- [TASKS]:
(1) In the article about the Diana interview, rewrite everything from "She was one" down to "by Mr Bashir.", substituting "merciless" for "ruthless".
(2) According to the article about the Diana interview, why has Earl Spencer raised the matter a quarter of a century after the interview?

++++ SUPPLIED PASSAGE

A close friend of Princess Diana has angrily condemned the BBC and one of its most senior correspondents, Martin Bashir, over the famous Panorama interview that Diana gave in 1995.
Rosa Monckton, who spent a lot of time with Diana during that year, did not know about the television programme until the night that it aired.
She was one of 23 million people who had tuned in to hear Diana speak.
But she now says the BBC behaved in a “devious and underhand way” and accuses it of being “just as bad” as any paparazzi photographer who hunted her.
On ITV’s Good Morning Britain today, she accused Mr Bashir of being “ruthless” for the way in which he faked documents and created a “web of lies” to secure the interview.
Ms Monckton said: “Bashir behaved like the worst sort of the paparazzi. He was ruthless, he was predatory and he was calculating” in order to “snare her in".
She added: “He fed into her paranoia when she was in an extremely febrile state anyway.
“I got a letter from her in late September 1995 saying ‘I have had to change my number, strange things happening.'"
Ms Monckton claims Diana’s outlook massively changed that year and she now believes it was because of the stories Diana was told by Mr Bashir.
Mr Bashir, who is now the BBC’s Religious Affairs Editor, is accused, amongst other things, of asking a colleague to make fake bank statements that he then showed to Diana’s brother, Earl Spencer, in the hope that he would introduce the journalist to his sister.
Ms Monckton said that Mr Bashir “should be hauled in and he should explain himself".
It comes after a former graphic designer for the BBC, Matt Wiessler, told an ITV documentary how he had been asked by Mr Bashir to urgently make the statements one night and Wiessler says he was made the “fall guy” by the corporation after the faked documents came to light.
Ms Monckton believes the Panorama interview had huge consequences as it triggered the Queen to demand that Diana and Prince Charles get divorced.
Diana subsequently lost her royal title – and the security that went with it.
And Ms Monckton noted that Diana died just two years later in a car in Paris without that ring of Palace security around her.
The BBC has promised what it called a “robust and independent investigation” into the allegations.
The corporation’s new Director-General, Tim Davie said: “The BBC is taking this very seriously and we want to get to the truth.”
Mr Bashir is currently on sick leave after a heart operation and complications caused by Covid-19.
He was, however, pictured on Friday night apparently buying a takeaway close to his London home. He has yet to issue a response to the claims.
Earl Spencer has demanded an apology from the BBC.
He says he has raised this matter now – a quarter of a century after the interview took place - because he only recently became aware that the BBC knew about the alleged fake bank statements when it originally looked into the circumstances of the Panorama interview in 1996.
Earl Spencer has accused the BBC of a “cover up”.

++++++++
++++ DATA TO EXAMINE

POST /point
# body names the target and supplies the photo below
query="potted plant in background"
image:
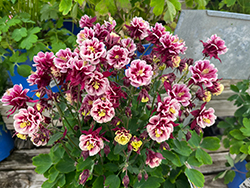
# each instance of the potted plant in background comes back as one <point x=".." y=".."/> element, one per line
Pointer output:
<point x="6" y="140"/>
<point x="237" y="132"/>
<point x="27" y="27"/>
<point x="122" y="119"/>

++++++++

- [EXERCISE RESPONSES]:
(1)
She was one of 23 million people who had tuned in to hear Diana speak.
But she now says the BBC behaved in a “devious and underhand way” and accuses it of being “just as bad” as any paparazzi photographer who hunted her.
On ITV’s Good Morning Britain today, she accused Mr Bashir of being “merciless” for the way in which he faked documents and created a “web of lies” to secure the interview.
Ms Monckton said: “Bashir behaved like the worst sort of the paparazzi. He was merciless, he was predatory and he was calculating” in order to “snare her in".
She added: “He fed into her paranoia when she was in an extremely febrile state anyway.
“I got a letter from her in late September 1995 saying ‘I have had to change my number, strange things happening.'"
Ms Monckton claims Diana’s outlook massively changed that year and she now believes it was because of the stories Diana was told by Mr Bashir.

(2) He only recently learned that the BBC knew about the alleged fake bank statements when it first looked into the circumstances of the Panorama interview in 1996.